▶ **Written task**
From the Bob Spitz profile, list every publication where his articles regularly appear.

▶ **Document extract**
━━━━━━

= Bob Spitz =

American journalist

Bob Spitz is an American journalist and author best known for biographies of major cultural figures, including Reagan: An American Journey, the New York Times bestsellers The Beatles: The Biography and Dearie: The Remarkable Life of Julia Child, as well as books about Bob Dylan and the Woodstock festival.

Articles by Spitz appear regularly in The New York Times Magazine, GQ, Conde Nast Traveler, Men's Journal, In Style, Esquire and The Washington Post.

In his early career he worked as a manager for Bruce Springsteen and Elton John, beginning at Wes Farrell's Pocket Full of Tunes, a music publishing and production company. When Mike Appel signed Bruce Springsteen, Spitz followed Appel.

Spitz lives in New York.

==Nonfiction books==
- Reagan: An American Journey (Penguin Press, 2018-10-02, ISBN 978-1-59420-531-6)
- Dearie: The Remarkable Life of Julia Child (end notes available on author's site) (Alfred A. Knopf, 2012-08-07, ISBN 9780307272225)

━━━━━━

▶ **Provided material**
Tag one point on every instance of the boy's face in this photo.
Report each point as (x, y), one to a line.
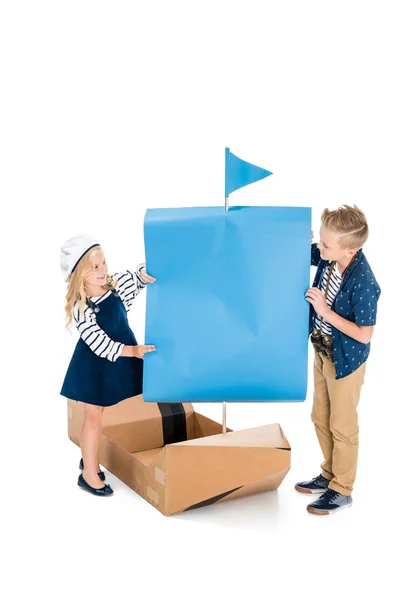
(330, 248)
(98, 273)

━━━━━━

▶ **Task output**
- The New York Times Magazine
- GQ
- Conde Nast Traveler
- Men's Journal
- In Style
- Esquire
- The Washington Post